→ **TEKST DO CZYTANIA**:
○ ○ ○ ○
Rząd powinien się ugiąć
Nad tym czy rząd powinien się ugiąć pod żądaniami związków zawodowych i czy trzeba zmienić zasady naliczania podatku od najbogatszych gmin, zwanego janosikowym – zastanawiali się goście pierwszej po wakacjach audycji publicystycznej My, Wy, Oni.
W studiu Radia Olsztyn spotkali się: posłanka Prawa i Sprawiedliwości Iwona Arent, poseł Platformy Obywatelskiej Miron Sycz, poseł Polskiego Stronnictwa Ludowego Zbigniew Włodkowski oraz Krzysztof Kacprzycki z Sojuszu Lewicy Demokratycznej i Tadeusz Poźniak z Solidarnej Polski. Gospodarzem audycji był Mirosław Sochacki.
Posłuchaj audycji My, Wy, Oni
audycja publicystyczna My Wy Oni
Politycy komentowali związkowe manifestacje oraz postulaty protestujących, m.in. ograniczenia zatrudnienia na tzw. umowy śmieciowe i wycofaniu się rządu ze zmian dotyczących elastycznego czasu pracy. Zdaniem posłanki Prawa i Sprawiedliwości Iwony Arent manifestacja pokazała ogromne rozgoryczenie społeczne, a rząd nie wychodzi naprzeciw ani związkowcom, ani pracownikom, ani pracodawcom.
Wszystkie postulaty trzeba na spokojnie przedyskutować, bo wiele z nich trudno będzie zrealizować – uważa Miron Sycz. Poseł Platformy Obywatelskiej pochwalił organizatorów protestu za dobrze zorganizowany i pokojowy charakter manifestacji.
○ ○ ○ ○
→ **CZĘŚCI ĆWICZENIA**:
[a] Kto, według tekstu o audycji My, Wy, Oni, był jej gospodarzem?
[b] Zastąp „spotkali się” wyrażeniem „zebrali się” we fragmencie tekstu o audycji My, Wy, Oni, który zaczyna się od słów „W studiu Radia” i kończy na słowach „był Mirosław Sochacki.”. Następnie przytocz ten fragment w nowym brzmieniu.
[c] Kontynuuj tekst o audycji My, Wy, Oni, zaczynając bezpośrednio po jego ostatnim zdaniu.

→ **PREZENTOWANE DANE**:
○ ○ ○ ○
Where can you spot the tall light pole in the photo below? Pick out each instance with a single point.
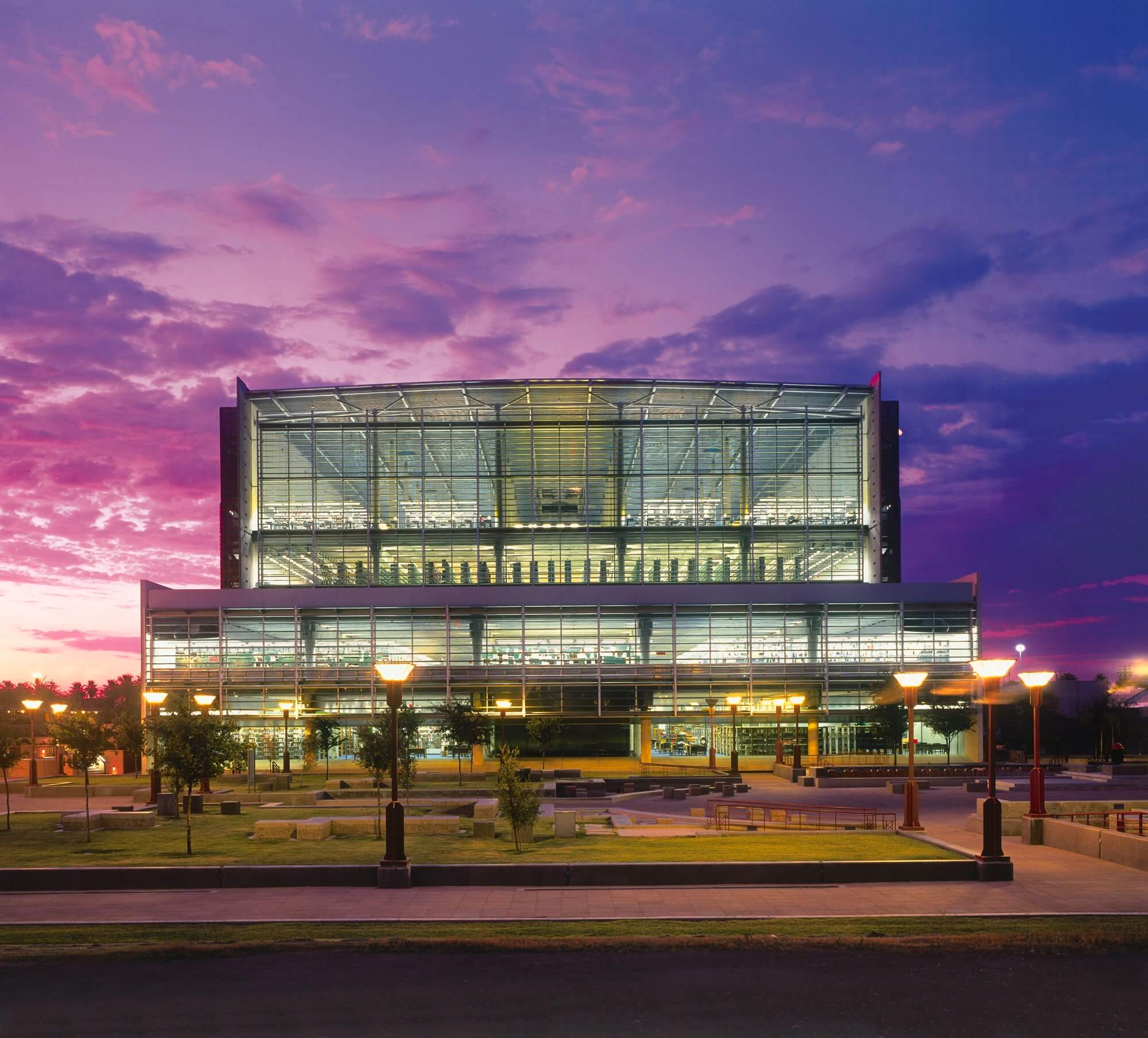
○ ○ ○ ○
→ **WYNIKI ZADAŃ**:
[a] Mirosław Sochacki.

[b]
W studiu Radia Olsztyn zebrali się: posłanka Prawa i Sprawiedliwości Iwona Arent, poseł Platformy Obywatelskiej Miron Sycz, poseł Polskiego Stronnictwa Ludowego Zbigniew Włodkowski oraz Krzysztof Kacprzycki z Sojuszu Lewicy Demokratycznej i Tadeusz Poźniak z Solidarnej Polski. Gospodarzem audycji był Mirosław Sochacki.

[c]
Zbigniew Włodkowski z Polskiego Stronnictwa Ludowego uważa, że ministrowie powinni byli wyjść do protestujących ze względu na zwykły szacunek do ludzi. Jego zdaniem rząd powinien rozpocząć ze związkowcami negocjacje.
Rząd wcale nie będzie chciał pomóc związkowcom – uważa Tadeusz Poźniak z Solidarnej Polski. Jego zdaniem rząd coraz częściej sięga do kieszeni najuboższych, a społeczeństwo coraz częściej jest traktowane przedmiotowo.
Krzysztof Kacprzycki z SLD zaznaczył, że jego partia wie, jak korzystnie ustalić płacę minimalną. Sojusz uważa, że w Polsce godzina pracy powinna zostać wyceniona na 11 złotych.
Goście audycji My Wy Oni rozmawiali także o inicjatywie ustawodawczej Stop Janosikowe, zakładającej m.in. urealnienie liczby mieszkańców wielkich miast i ograniczenie wpłat do budżetu państwa. Janosikowe to specjalny podatek nakładany na najbogatsze samorządy. Jego przeciwnicy uważają, że świadczenie, które dla biedniejszych samorządów nie jest ważnym źródłem dochodów blokuje rozwój tych, którzy je płacą. Tymczasem większość warmińsko-mazurskich samorządów nie wyobraża sobie bez tych pieniędzy szans na rozwój. (bsc)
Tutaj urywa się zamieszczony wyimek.